Primary Category: Literature / Nonfiction

Genre: Handbook

Summary:

Professor Sandra Bertman founded the Medical Humanities Program at the University of Massachusetts Medical Center and holds certificates in grief counseling and death education. This handbook outlines how she uses the visual and literary arts to "improve our professional abilities to deal with death and dying." Her premise is that the arts provide a valuable vehicle for exploring and making bearable the prospect and fact of death.

Bertman illustrates her presentation technique (Chapter 2) of juxtaposing dual images around six central themes, here abbreviated: the chosen death; death and afterlife; existential aloneness; loss of control, unmentionable feelings, grief; the land of the sick vs. the land of the well; the moment of death. The book offers dozens of paintings, sketches, and photographs (reproduced in black and white), as well as many literary excerpts. Classic works are represented (David's painting, The Death of Socrates; Michelangelo's sculpture, "Pieta"; Tolstoy's novel, The Death of Ivan Ilyich) but there are many unusual representations as well--greeting card messages, epitaphs, cartoons.

□ □ □ □ □ □ □

• _Using the information_
- A) According to the summary of Bertman's handbook, what program did Sandra Bertman found?
- B) Decide whether each statement agrees with the summary of Bertman's handbook. Answer yes or no for each and quote the deciding words. (i) The paintings, sketches, and photographs in the book are reproduced in color. (ii) Bertman holds certificates in grief counseling and death education. (iii) Bertman's presentation technique is illustrated in Chapter 2.
- C) Carry on the summary of Bertman's handbook on death and the arts, starting after its last sentence.

Natural-language object grounding data
□ □ □ □ □ □ □

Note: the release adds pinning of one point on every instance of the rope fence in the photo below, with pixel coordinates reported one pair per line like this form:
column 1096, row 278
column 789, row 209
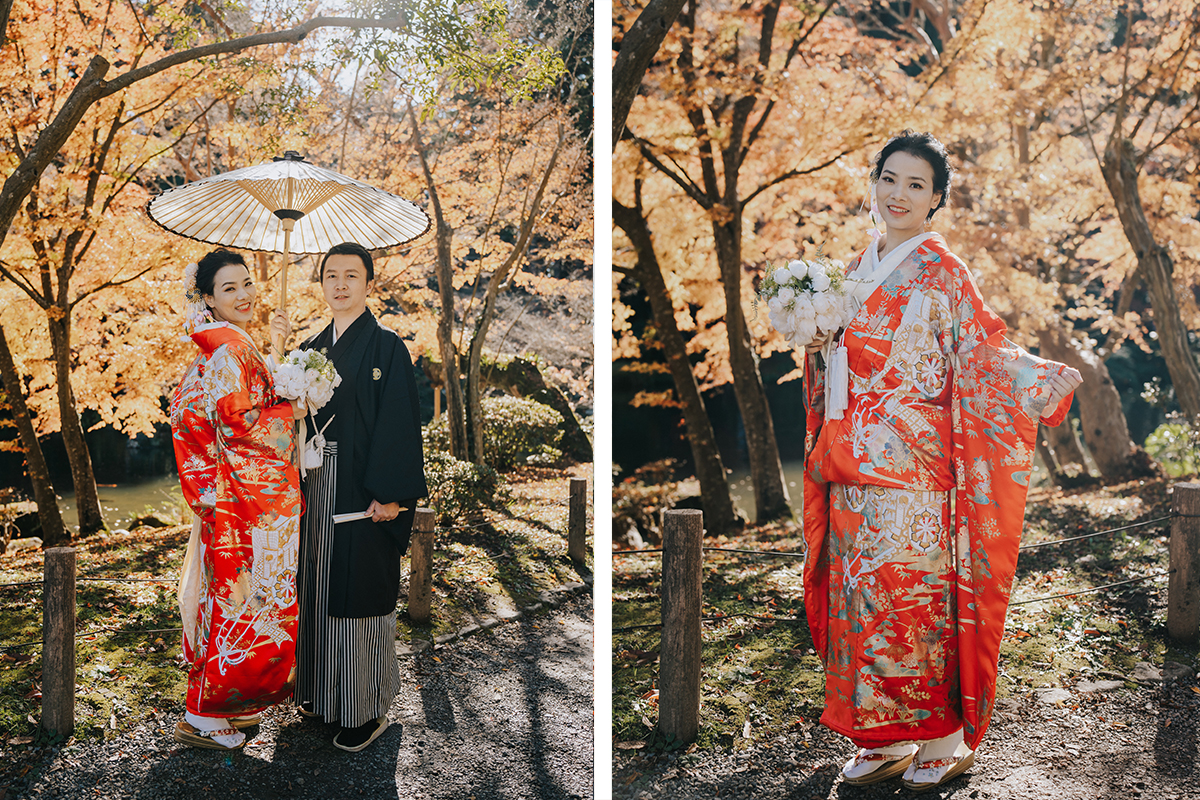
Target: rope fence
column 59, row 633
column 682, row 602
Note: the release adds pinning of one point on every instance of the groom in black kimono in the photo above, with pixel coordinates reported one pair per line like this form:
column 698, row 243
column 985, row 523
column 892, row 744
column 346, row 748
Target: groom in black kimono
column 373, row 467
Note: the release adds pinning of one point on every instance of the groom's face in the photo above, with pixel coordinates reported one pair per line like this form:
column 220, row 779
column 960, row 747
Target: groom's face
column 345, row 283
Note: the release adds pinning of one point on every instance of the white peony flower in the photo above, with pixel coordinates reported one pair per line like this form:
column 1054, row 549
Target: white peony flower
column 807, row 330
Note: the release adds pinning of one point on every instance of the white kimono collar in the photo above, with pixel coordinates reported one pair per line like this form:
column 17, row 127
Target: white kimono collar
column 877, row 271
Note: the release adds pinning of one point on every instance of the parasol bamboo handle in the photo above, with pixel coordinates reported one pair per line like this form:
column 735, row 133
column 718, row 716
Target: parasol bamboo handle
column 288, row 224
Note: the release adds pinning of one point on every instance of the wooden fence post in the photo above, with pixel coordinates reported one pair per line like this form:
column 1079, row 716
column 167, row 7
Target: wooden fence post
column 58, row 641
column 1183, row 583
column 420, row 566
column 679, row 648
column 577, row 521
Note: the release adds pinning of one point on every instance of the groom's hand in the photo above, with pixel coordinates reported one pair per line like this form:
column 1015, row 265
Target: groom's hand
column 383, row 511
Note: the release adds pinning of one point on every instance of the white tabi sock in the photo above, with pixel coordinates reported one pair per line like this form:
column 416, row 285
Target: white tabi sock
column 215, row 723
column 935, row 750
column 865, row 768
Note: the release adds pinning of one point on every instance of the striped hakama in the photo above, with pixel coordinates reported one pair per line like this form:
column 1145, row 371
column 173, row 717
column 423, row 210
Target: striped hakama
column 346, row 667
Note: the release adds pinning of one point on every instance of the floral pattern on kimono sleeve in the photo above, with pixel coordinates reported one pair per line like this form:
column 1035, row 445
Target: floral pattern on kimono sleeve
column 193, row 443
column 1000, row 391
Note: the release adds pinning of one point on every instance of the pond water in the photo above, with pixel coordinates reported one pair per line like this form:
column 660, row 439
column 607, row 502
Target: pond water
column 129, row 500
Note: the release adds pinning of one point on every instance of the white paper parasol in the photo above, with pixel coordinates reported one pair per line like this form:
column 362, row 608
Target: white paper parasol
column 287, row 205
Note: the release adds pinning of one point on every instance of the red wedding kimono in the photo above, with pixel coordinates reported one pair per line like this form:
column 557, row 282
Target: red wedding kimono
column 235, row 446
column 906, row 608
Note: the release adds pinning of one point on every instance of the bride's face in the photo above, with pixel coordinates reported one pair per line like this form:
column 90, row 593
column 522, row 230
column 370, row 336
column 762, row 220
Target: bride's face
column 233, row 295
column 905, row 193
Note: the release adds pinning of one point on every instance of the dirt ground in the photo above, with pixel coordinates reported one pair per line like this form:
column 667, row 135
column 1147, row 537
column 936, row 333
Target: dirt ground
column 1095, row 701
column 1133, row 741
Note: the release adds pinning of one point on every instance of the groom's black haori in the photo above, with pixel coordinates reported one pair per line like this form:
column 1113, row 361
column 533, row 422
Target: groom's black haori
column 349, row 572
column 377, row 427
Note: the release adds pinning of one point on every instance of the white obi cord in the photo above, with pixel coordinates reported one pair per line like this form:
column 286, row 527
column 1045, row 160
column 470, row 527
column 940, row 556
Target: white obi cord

□ □ □ □ □ □ □

• _Answers below_
- A) The Medical Humanities Program at the University of Massachusetts Medical Center.

- B)
(i) No: "reproduced in black and white"
(ii) Yes: "holds certificates in grief counseling and death education"
(iii) Yes: "Bertman illustrates her presentation technique (Chapter 2)"

- C)
In addition, some groups with whom she works (for example, medical students studying Gross Anatomy) have submitted their own drawings and commentary. These are shown in Chapter 3, along with written responses to a follow-up Death Attitude Questionnaire. Responses are from junior and senior high school students; college students; medical students; graduate nurses; hospice volunteers.

Chapter 4 gives suggestions for how to use images and texts and for how to approach discussions of loss and grief. The course syllabus for "Dissection, Dying, and Death," taught with Gross Anatomy, is appended, and there is an extensive bibliography.